Work instructions.
A) Answer these questions from the passage on security goals:
(i) Which two teams should, at the very least, be sharing goals?
(ii) In what year did the old timers help the team win the cup?
(iii) What is named as the last step?
B) Reproduce the stretch of the passage on security goals from "You know how" through "you do that.".
C) Carry the passage on security goals forward, starting after its final sentence.

#### Quoted passage ####

Like any good soccer player, you need to have goals. Yes, that was a horrible pun, thanks for noticing. You still here?
You know all that planning and map making I had you do before? Well,setting goals allows you to finish that stuff. It’s security, not ballroom dancing so there's no logical place to stop. You can literally keep mapping and analyzing forever which is why you have goals. Incidentally, like ballroom dancing, you can also stop when the music stops but you don't have to.
Goals also provide you something to aspire to. Do you aspire to getting some sleep anytime soon? Then manage your security. With goals, you need to create metrics that will let you know when you reach them as well as policies that let others know they'd better help you reach them. But most of all, goals let you create lines of communication.
You know how when the home town team on the field is getting beaten game after game and the town rallies behind them. They all chip in and take on part of the work to get the team new equipment and uniforms. The old timers come out of retirement to show the players the tricks of yesteryear that helped them win the cup in '58. A dog with amazing ball skills is allowed to play with the team because the rules don't say a player must be human. And some grumpy octogenarian with a bad attitude coaches them and in the end finds true friendship. What I'm saying is it takes a community to make greatness and that's true outside of Disney TV movies as well. You need to rally together. Goals lets you do that.
At the very least, your dev team and sec team should be sharing goals. Can you do that much? Can you?!
4. Reduce Risk.
The last step is to actively reduce your risk. I know that's like saying after eating healthy and exercising, your next step is to weigh less. But it is. You see you've started a subtle yet powerful chain effect when you started doing step #1 which you may not have noticed. You, my Linked-in friend, made yourself more secure.

#### Entries shown ####

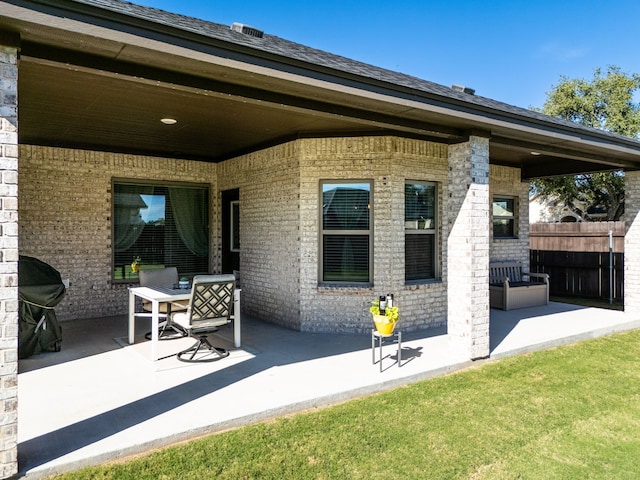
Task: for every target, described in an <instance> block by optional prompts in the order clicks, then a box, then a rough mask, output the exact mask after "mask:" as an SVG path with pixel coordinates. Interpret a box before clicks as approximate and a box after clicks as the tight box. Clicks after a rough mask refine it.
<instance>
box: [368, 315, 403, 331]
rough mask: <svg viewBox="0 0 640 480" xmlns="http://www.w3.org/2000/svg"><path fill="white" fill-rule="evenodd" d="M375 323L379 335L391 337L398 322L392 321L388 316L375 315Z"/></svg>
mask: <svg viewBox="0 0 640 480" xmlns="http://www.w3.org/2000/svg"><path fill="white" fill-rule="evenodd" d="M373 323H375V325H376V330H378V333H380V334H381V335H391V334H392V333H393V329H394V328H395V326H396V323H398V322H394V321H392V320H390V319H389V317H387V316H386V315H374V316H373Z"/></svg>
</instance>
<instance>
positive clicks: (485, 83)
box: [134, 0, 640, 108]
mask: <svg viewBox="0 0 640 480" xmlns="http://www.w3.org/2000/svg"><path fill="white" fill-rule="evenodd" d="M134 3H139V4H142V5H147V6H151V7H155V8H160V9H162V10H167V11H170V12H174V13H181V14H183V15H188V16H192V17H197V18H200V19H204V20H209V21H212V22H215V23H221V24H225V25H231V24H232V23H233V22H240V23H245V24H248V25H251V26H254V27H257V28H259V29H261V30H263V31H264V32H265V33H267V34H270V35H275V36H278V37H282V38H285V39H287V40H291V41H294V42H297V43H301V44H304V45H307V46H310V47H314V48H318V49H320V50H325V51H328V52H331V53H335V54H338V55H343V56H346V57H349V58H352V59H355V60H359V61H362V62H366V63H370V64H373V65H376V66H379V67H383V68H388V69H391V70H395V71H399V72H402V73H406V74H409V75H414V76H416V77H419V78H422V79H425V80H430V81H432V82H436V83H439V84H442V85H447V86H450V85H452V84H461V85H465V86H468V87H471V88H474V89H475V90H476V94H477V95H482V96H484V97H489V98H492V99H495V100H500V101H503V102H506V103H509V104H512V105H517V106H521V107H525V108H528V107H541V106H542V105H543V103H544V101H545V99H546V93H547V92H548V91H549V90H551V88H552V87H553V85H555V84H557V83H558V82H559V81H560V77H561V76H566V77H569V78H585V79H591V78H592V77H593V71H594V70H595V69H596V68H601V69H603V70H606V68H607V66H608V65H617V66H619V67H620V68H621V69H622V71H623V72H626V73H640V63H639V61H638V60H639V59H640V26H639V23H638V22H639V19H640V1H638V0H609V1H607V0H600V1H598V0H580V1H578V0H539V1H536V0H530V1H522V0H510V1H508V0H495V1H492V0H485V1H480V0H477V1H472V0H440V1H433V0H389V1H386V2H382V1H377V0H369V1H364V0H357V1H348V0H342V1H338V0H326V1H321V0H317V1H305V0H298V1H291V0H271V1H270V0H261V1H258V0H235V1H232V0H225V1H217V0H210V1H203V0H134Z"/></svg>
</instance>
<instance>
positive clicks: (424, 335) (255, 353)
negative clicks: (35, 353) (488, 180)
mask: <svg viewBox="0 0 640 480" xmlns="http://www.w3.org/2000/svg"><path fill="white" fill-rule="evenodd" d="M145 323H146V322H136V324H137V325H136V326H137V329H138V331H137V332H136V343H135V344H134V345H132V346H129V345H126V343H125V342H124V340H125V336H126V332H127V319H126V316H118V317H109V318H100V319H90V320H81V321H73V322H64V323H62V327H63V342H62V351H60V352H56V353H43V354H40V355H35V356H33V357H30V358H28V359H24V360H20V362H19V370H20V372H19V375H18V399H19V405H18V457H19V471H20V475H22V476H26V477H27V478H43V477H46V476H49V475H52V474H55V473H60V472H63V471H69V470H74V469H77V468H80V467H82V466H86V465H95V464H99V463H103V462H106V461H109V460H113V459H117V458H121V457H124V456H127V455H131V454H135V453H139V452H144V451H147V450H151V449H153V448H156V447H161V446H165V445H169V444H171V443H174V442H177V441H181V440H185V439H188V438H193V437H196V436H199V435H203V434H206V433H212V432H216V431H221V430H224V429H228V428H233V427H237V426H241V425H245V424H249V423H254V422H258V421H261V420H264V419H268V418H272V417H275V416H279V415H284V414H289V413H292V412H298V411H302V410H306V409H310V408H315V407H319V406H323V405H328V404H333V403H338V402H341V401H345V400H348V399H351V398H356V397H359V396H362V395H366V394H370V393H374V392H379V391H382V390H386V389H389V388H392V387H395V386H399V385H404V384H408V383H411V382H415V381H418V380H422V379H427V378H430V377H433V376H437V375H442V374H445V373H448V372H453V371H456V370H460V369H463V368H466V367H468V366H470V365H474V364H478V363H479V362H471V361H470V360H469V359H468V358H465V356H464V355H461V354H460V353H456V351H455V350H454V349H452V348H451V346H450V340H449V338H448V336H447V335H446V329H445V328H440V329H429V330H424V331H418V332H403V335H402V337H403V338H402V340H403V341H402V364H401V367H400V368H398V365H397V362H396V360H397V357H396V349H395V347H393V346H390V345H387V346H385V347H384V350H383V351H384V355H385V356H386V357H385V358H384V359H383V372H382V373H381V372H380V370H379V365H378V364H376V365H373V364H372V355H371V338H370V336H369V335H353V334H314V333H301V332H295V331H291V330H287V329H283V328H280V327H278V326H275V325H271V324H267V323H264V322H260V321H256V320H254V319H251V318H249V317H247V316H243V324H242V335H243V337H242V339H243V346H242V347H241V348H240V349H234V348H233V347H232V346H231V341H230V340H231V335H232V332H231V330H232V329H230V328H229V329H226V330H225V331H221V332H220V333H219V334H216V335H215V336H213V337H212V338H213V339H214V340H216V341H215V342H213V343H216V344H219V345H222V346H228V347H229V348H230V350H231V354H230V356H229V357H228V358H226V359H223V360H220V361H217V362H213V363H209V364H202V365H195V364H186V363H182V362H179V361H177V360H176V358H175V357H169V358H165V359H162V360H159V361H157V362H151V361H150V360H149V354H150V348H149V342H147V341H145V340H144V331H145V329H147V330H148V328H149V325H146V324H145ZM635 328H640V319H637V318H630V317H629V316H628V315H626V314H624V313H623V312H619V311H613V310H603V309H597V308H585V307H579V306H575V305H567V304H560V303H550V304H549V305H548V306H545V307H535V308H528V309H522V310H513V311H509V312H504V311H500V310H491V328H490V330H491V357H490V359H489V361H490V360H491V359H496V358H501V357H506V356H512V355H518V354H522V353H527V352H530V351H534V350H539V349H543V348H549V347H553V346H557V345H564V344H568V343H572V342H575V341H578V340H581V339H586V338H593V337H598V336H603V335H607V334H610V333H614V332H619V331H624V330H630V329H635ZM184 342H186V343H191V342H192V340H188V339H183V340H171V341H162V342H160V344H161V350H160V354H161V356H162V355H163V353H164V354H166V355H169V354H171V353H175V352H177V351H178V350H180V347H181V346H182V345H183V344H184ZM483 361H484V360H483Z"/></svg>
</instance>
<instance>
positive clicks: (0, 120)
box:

####

Task-by-task results.
A)
(i) The dev team and the sec team.
(ii) '58.
(iii) To actively reduce your risk.

B)
You know how when the home town team on the field is getting beaten game after game and the town rallies behind them. They all chip in and take on part of the work to get the team new equipment and uniforms. The old timers come out of retirement to show the players the tricks of yesteryear that helped them win the cup in '58. A dog with amazing ball skills is allowed to play with the team because the rules don't say a player must be human. And some grumpy octogenarian with a bad attitude coaches them and in the end finds true friendship. What I'm saying is it takes a community to make greatness and that's true outside of Disney TV movies as well. You need to rally together. Goals lets you do that.

C)
What happens is when you want security, real security and not the one that comes with a staple in the corner, you start by breaking down your processes and analyzing interactions. By meeting with developers and other key people of applications you're not just analyzing security but also trying to understand what the applications are actually doing. You are making sure they only do what you want them to do. You are correcting mistakes in them, fixing vulnerabilities, and extending security processes to cover gaps. You're taking control on what you can and will expose to the world.
If you've taken anything away from this article by now, it should be that it's impossible to make sweeping generalizations about application security, so you reach out to a security consultancy to find out what's best for you. Unfortunately, it turns out that most security consultancies rely on bodies of sweeping, general best practices to help you. That's because the general security consultancy is full of general security consultants where the difference between you and them is twenty hours of PowerPoint slides and a multiple choice test where one of the questions may have been about how tall a fence needs to be to be called a security fence. So you need something better.
Your application security needs specific attention and specific expertise. If you can't do that then get the right help, a company that does application security. Be careful though. The cybersecurity industry plays fast and loose with its definitions and is full of made-up terms like micro segmentation, threat intelligence, and cybersecurity. Something about all this makes it seem like all these cyber threats are cartoon villains plotting and twisting their cartoon mustaches.
But after all this you've just come much farther in application security than you ever have. No longer will you have hide under your desk during an audit. You are starting to defend yourself against those cyber threats with their logic bombs and injections ready to wipe you out like they did the dinosaurs. You, my MySpace connection, are making security.
Now go back and read this all again except pretend the title now says maintaining security because it's time to do it all again. This time it'll be easier though, I promise.